Consignes de l'exercice >>
- 1) Veuillez reproduire à l'identique le passage du texte sur la place qui va de « Etre à sa place, conviction » jusqu'à « du prochain ? ».
- 2) Relevez toutes les lignes des enregistrements qui contiennent la chaîne « person », en tenant compte de la casse.

La question de la place est au cœur de la problématique de la socialité. Pendant qu’au cœur de l’été certains quittent les espaces citadins pour se chercher une place au soleil, d’autres luttent pour obtenir en vain une place dans un "premier monde" qui miroite à leurs yeux comme un soleil.

Etre à sa place, conviction de tout un chacun. Et pourtant, une place qui questionne le sujet qui ne peut pas faire oublier tous ceux qui apparaissent en quête d’une place. Celui qui a une place peut-il se mettre à la place de celui qui n’est pas à sa place ? De quel droit celui qui est en place peut-il remettre autrui à sa place ? Sans compter l’expropriation majeure d’avoir une place et de prétendre se mettre à la place de l’autre pour mieux le comprendre.

Et que peut signifier la mise en mouvement pour se mettre à la place de l’autre, sinon littéralement l’approche du prochain ?
DDVI 30

Approcher autrui, oui ! Mais pas se mettre à la place de l’autre.

Non pas se mettre à la place de l’autre (substitution) mais que personne ne puisse prendre ma place de responsable devant l’autre … on perd radicalement sa place… place laissée vacante par le mourant
Autrui est le lieu où se place le non-lieu de ma subjectivité
Il ne faut pas penser l’homme en fonction de l'être et du ne pas être (AE 18)

Données extraites >>

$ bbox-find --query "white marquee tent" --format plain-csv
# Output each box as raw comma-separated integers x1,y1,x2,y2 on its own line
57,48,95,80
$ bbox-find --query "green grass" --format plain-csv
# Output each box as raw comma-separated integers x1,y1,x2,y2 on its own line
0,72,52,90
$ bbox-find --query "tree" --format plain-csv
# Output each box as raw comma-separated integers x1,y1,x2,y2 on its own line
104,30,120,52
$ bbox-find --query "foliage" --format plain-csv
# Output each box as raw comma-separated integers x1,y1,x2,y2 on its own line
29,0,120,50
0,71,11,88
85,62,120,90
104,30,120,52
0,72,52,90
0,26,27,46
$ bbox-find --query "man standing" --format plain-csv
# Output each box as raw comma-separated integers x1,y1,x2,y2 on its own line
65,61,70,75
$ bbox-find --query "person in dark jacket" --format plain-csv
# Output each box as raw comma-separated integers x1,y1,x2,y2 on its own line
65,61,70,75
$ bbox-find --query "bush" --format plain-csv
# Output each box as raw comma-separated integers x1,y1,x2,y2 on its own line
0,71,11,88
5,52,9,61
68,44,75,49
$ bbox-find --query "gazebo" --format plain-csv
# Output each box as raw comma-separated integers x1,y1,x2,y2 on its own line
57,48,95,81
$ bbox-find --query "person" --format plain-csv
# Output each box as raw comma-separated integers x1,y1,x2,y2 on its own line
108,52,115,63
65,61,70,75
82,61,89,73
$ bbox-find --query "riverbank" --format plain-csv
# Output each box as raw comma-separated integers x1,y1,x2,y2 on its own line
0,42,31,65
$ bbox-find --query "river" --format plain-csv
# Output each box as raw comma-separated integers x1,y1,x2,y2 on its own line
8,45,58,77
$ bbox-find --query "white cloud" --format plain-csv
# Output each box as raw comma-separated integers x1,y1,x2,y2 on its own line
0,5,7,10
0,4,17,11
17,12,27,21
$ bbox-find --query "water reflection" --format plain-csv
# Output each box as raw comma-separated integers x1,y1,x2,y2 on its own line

Réponses attendues >>
- 1)
Etre à sa place, conviction de tout un chacun. Et pourtant, une place qui questionne le sujet qui ne peut pas faire oublier tous ceux qui apparaissent en quête d’une place. Celui qui a une place peut-il se mettre à la place de celui qui n’est pas à sa place ? De quel droit celui qui est en place peut-il remettre autrui à sa place ? Sans compter l’expropriation majeure d’avoir une place et de prétendre se mettre à la place de l’autre pour mieux le comprendre.

Et que peut signifier la mise en mouvement pour se mettre à la place de l’autre, sinon littéralement l’approche du prochain ?

- 2)
$ bbox-find --query "person in dark jacket" --format plain-csv
$ bbox-find --query "person" --format plain-csv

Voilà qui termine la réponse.